Problem requirements:
Using the listing below, print the line containing "Practice. Indicate each instance of the light", the line containing "x=418, y=203", and each line between them, exactly and nothing else. Pictures stay out of the print.
■ ■ ■ ■ ■
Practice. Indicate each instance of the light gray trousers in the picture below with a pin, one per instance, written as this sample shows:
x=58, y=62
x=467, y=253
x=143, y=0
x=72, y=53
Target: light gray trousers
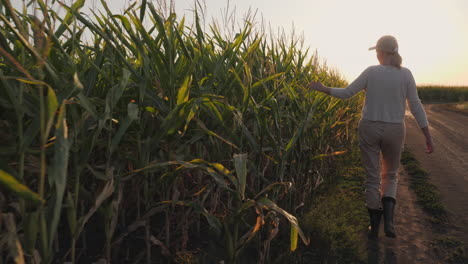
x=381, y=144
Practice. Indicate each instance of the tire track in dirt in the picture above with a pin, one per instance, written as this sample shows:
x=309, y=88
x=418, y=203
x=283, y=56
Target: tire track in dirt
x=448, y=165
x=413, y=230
■ ■ ■ ■ ■
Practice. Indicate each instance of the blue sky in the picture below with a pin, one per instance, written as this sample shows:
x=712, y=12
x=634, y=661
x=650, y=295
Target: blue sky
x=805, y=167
■ ■ ■ ■ ■
Task answer:
Practice. Indicate each instance of the light gray trousers in the picture below with a pin, one per instance, written as this sample shows:
x=58, y=62
x=467, y=253
x=143, y=0
x=72, y=53
Target: light gray trousers
x=381, y=144
Practice. Indicate each instance of the tire track in dirt in the picture above with a pin, one per instance, written as this sample shows:
x=309, y=88
x=418, y=203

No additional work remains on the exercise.